**Goal:** Can you quote the records below in full, word for word?

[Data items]
##########

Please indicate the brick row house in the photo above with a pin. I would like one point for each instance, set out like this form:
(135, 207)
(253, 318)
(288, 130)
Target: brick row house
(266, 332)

##########

**Problem solution:**
Please indicate the brick row house in the photo above with a pin. I would like one point for each instance, set out like this form:
(135, 207)
(253, 318)
(288, 130)
Target: brick row house
(266, 332)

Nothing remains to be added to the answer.